Content starts
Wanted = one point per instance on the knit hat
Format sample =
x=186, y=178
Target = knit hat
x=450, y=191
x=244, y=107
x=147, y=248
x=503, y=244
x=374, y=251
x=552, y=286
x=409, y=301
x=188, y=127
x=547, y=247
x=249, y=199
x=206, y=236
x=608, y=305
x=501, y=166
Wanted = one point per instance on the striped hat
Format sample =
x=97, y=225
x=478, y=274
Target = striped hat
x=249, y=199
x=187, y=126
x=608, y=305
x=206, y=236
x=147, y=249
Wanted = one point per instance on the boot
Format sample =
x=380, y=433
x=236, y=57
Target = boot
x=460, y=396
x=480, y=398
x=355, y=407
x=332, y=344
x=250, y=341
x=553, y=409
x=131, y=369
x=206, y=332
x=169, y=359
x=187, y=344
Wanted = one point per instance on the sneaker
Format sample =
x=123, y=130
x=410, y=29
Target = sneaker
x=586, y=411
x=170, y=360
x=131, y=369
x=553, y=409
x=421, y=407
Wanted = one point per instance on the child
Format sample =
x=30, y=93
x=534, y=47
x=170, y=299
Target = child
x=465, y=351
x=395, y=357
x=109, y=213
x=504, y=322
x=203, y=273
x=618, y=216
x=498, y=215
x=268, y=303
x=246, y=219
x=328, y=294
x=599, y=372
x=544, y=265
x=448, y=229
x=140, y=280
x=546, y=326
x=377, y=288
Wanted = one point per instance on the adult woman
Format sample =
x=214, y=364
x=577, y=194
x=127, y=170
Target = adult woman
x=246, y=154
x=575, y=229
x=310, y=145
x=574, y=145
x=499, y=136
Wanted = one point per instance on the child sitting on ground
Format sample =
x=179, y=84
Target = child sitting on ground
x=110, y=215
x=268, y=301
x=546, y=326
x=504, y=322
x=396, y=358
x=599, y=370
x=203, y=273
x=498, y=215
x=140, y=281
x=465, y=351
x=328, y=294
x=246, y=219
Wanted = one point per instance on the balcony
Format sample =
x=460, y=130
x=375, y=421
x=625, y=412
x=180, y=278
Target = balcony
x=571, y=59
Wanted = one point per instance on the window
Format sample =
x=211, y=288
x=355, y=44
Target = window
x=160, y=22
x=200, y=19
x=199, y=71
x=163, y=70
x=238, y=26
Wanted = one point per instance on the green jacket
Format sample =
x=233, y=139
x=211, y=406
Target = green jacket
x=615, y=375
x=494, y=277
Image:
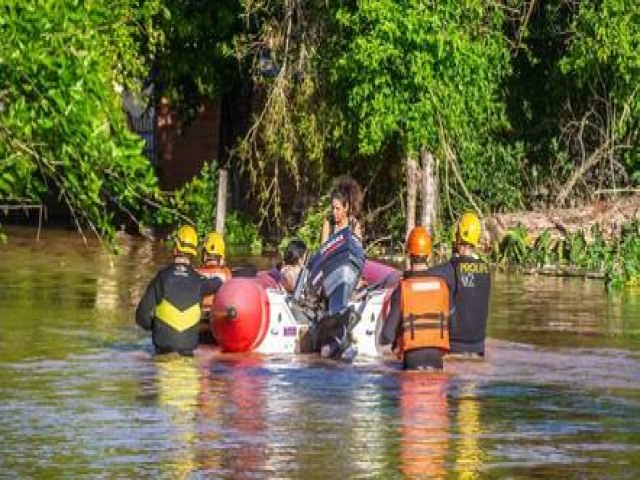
Content ends
§ **WORK ORDER**
Each line above should be written out again unchanged; no images are to be carried over.

§ **EXERCISE RESULT**
Wanted = one point per instance on the knit hat
Format sample =
x=186, y=178
Target = knit hat
x=450, y=191
x=244, y=107
x=147, y=248
x=503, y=244
x=374, y=251
x=552, y=286
x=409, y=301
x=188, y=127
x=547, y=247
x=249, y=199
x=206, y=236
x=608, y=305
x=501, y=166
Wanted = one point per instance on the striped hat
Format sample =
x=97, y=225
x=478, y=274
Target = striped hat
x=249, y=199
x=187, y=126
x=608, y=305
x=206, y=236
x=147, y=249
Wanted = one point per instance on the boot
Format sample =
x=380, y=433
x=236, y=57
Target = boot
x=460, y=396
x=480, y=398
x=355, y=407
x=332, y=344
x=250, y=341
x=553, y=409
x=131, y=369
x=206, y=332
x=169, y=359
x=187, y=344
Wanted = one point per instance on the sneaker
Format sample =
x=123, y=130
x=410, y=29
Target = sneaker
x=586, y=411
x=170, y=360
x=131, y=369
x=553, y=409
x=421, y=407
Wanted = one point per instance on the child
Format sample =
x=30, y=93
x=534, y=47
x=170, y=299
Target = child
x=465, y=351
x=395, y=357
x=109, y=213
x=504, y=322
x=203, y=273
x=618, y=216
x=498, y=215
x=268, y=303
x=246, y=219
x=328, y=294
x=599, y=372
x=544, y=265
x=448, y=229
x=140, y=280
x=546, y=326
x=377, y=288
Wanted = one point per instance on the adult woman
Format sample =
x=214, y=364
x=577, y=194
x=127, y=170
Target = adult woman
x=246, y=154
x=575, y=229
x=310, y=145
x=574, y=145
x=499, y=136
Wanted = one point per instance on the child sitting on ground
Format sample =
x=179, y=84
Target = child sitting on ground
x=110, y=215
x=268, y=301
x=546, y=326
x=504, y=322
x=396, y=358
x=599, y=370
x=203, y=273
x=498, y=215
x=140, y=281
x=465, y=351
x=328, y=294
x=246, y=219
Wanted = one point per instance on the balcony
Format sample =
x=460, y=130
x=375, y=421
x=625, y=412
x=180, y=278
Target = balcony
x=571, y=59
Wanted = one point per instance on the window
Format sample =
x=211, y=288
x=355, y=44
Target = window
x=160, y=22
x=200, y=19
x=199, y=71
x=163, y=70
x=238, y=26
Wanted = one point per instance on the green jacket
Format sample =
x=233, y=139
x=211, y=406
Target = green jacket
x=615, y=375
x=494, y=277
Image:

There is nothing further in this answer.